◆ EXERCISE DATA:
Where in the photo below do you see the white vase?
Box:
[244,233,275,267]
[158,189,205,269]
---
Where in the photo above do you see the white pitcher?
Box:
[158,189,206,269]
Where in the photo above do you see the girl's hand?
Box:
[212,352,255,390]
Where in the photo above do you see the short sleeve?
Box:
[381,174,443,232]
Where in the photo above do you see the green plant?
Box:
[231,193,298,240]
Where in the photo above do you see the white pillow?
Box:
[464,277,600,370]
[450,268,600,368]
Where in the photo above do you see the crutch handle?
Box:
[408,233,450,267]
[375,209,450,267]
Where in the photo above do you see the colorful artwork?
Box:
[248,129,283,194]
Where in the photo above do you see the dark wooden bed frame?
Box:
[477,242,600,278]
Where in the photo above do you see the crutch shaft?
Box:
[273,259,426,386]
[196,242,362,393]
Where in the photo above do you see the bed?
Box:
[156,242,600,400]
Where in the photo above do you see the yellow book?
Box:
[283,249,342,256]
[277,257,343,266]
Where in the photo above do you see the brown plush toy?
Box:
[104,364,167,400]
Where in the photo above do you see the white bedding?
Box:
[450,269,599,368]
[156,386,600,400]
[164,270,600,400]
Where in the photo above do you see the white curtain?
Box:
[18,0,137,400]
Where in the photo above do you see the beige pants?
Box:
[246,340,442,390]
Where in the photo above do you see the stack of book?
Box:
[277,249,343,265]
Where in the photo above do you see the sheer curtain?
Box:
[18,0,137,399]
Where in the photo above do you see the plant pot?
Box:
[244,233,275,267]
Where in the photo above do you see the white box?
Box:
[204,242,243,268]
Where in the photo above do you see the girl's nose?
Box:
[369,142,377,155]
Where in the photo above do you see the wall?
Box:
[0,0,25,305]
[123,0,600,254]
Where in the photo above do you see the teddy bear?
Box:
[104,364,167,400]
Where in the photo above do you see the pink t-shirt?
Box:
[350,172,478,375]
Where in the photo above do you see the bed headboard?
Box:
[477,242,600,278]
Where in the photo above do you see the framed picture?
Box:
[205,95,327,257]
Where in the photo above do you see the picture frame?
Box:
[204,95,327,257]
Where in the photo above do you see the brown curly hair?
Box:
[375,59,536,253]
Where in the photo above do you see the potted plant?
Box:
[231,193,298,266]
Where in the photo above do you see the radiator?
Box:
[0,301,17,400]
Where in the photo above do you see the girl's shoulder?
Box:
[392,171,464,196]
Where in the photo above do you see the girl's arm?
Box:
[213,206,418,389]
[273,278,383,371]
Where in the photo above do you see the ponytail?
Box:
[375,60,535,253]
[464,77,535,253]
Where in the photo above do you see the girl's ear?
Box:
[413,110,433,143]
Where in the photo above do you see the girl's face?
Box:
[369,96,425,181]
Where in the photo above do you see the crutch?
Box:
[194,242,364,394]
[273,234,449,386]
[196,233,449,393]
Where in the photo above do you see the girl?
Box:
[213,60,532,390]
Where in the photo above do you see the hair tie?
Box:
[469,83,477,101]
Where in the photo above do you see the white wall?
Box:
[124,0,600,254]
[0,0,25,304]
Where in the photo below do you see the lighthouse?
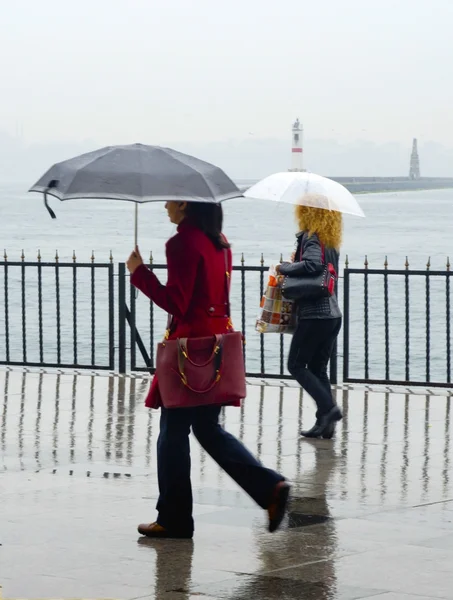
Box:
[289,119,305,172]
* * *
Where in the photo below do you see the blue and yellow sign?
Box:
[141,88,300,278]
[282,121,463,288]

◆ SHORT TASK: Copy the listing word for word. Begin with the line that has "Where in the photo below do you see the white" and stop after the line that has "[158,189,205,269]".

◆ RESPONSE BELOW:
Where in the photo below do you see the white vase?
Box:
[244,233,275,267]
[158,189,205,269]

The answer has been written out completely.